=== DATASET EXCERPTS ===

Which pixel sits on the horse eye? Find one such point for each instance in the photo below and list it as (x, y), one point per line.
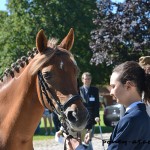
(47, 75)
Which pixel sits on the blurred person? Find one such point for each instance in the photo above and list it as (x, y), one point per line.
(144, 62)
(128, 81)
(47, 116)
(90, 95)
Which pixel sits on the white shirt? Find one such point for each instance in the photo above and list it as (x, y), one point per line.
(132, 105)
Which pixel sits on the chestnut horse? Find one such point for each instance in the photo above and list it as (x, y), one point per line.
(47, 78)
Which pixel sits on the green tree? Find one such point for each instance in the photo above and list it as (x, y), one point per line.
(122, 31)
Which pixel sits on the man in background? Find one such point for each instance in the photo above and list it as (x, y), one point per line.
(90, 95)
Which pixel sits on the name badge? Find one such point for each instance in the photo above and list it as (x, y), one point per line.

===

• [SET PROBLEM] Format every line of the data above as a numbered list, omitting blank lines and leaving out the pictures.

• [RESPONSE FOR THIS EXERCISE]
1. Which pixel sits on the horse eye? Find one such point for each instance in the photo below and list it as (x, y), one point per line.
2. (47, 75)
3. Which pixel sits on the blurred person? Find one such point for each instance in the photo above and list it as (x, y), one point per line.
4. (144, 62)
5. (128, 81)
6. (47, 116)
7. (90, 95)
8. Which pixel sits on the white shirt? Find one such point for each instance in the photo above and list it as (x, y), one point per line.
9. (132, 105)
10. Which pixel sits on the chestnut horse? Find one such point for each instance in the photo above and list it as (x, y), one point per line.
11. (47, 78)
12. Which pixel sits on the green tree? Find one such point for each instance in the photo above and list it as (x, y), one point per line.
13. (122, 31)
14. Which pixel sits on the man in background? Find one such point for each instance in the photo above and list it as (x, y), one point per line.
15. (90, 95)
16. Which pixel sits on the name badge? Find one such point for each instance in the photo above and list it as (x, y), one point per line.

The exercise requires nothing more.